== Task data ==

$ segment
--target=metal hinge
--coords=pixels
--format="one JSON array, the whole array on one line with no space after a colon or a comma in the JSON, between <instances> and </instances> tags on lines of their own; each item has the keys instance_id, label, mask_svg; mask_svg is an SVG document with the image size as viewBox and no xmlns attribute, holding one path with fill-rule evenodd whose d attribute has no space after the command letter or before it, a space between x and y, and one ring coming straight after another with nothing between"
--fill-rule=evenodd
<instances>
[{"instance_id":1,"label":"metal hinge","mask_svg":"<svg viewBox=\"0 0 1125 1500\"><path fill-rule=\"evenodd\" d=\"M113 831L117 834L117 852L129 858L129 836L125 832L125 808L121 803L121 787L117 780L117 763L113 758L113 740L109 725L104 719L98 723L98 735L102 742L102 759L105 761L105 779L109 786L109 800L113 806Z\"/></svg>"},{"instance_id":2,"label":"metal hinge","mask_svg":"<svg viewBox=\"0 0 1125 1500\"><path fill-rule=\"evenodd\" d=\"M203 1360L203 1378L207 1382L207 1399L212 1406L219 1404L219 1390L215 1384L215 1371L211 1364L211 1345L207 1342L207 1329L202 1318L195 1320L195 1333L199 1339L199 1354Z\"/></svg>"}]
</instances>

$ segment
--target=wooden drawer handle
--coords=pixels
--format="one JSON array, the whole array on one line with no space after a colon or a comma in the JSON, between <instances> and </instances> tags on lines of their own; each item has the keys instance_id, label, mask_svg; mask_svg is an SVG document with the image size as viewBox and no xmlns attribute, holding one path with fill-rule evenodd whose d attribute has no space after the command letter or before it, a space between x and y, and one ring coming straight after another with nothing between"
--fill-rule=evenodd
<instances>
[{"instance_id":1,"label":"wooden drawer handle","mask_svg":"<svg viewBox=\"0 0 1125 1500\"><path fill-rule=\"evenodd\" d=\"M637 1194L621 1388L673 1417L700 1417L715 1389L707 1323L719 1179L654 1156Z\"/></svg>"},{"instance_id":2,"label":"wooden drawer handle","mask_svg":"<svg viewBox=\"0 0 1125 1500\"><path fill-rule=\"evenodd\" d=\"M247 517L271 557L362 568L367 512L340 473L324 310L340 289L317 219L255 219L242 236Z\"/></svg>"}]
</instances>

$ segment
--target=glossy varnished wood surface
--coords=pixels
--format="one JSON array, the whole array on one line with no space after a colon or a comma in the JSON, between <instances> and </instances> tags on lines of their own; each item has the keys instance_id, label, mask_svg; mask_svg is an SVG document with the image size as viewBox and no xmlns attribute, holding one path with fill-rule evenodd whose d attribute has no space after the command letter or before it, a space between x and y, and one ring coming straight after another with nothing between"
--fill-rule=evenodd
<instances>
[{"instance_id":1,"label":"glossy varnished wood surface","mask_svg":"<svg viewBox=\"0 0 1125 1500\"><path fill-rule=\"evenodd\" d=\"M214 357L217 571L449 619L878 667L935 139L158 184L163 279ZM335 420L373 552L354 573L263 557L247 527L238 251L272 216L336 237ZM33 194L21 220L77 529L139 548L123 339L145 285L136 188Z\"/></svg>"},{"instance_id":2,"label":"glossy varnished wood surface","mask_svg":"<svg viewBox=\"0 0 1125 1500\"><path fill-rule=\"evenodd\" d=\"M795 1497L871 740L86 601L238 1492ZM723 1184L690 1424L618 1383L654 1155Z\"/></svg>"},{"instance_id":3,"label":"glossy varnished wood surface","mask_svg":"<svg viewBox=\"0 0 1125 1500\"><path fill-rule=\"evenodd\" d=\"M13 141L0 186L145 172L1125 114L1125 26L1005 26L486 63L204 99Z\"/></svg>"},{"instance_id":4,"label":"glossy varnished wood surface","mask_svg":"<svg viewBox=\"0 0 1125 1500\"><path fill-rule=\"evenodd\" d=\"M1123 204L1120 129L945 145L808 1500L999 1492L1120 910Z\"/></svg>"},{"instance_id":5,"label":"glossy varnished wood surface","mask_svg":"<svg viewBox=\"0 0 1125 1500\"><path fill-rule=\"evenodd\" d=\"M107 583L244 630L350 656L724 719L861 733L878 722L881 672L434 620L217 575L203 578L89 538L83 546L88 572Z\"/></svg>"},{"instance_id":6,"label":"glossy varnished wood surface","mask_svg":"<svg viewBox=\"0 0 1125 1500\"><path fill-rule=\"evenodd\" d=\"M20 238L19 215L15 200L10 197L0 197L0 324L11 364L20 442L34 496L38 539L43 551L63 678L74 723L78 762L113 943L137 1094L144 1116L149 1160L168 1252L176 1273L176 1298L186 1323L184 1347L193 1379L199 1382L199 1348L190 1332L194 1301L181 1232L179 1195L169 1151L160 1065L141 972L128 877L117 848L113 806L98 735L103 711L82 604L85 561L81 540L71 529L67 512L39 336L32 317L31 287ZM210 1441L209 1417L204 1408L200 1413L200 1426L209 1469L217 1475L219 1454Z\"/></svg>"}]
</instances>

===

Problem:
Each line above that includes "target" should be shown.

Completed exercise:
--target=metal hinge
--target=wooden drawer handle
--target=glossy varnished wood surface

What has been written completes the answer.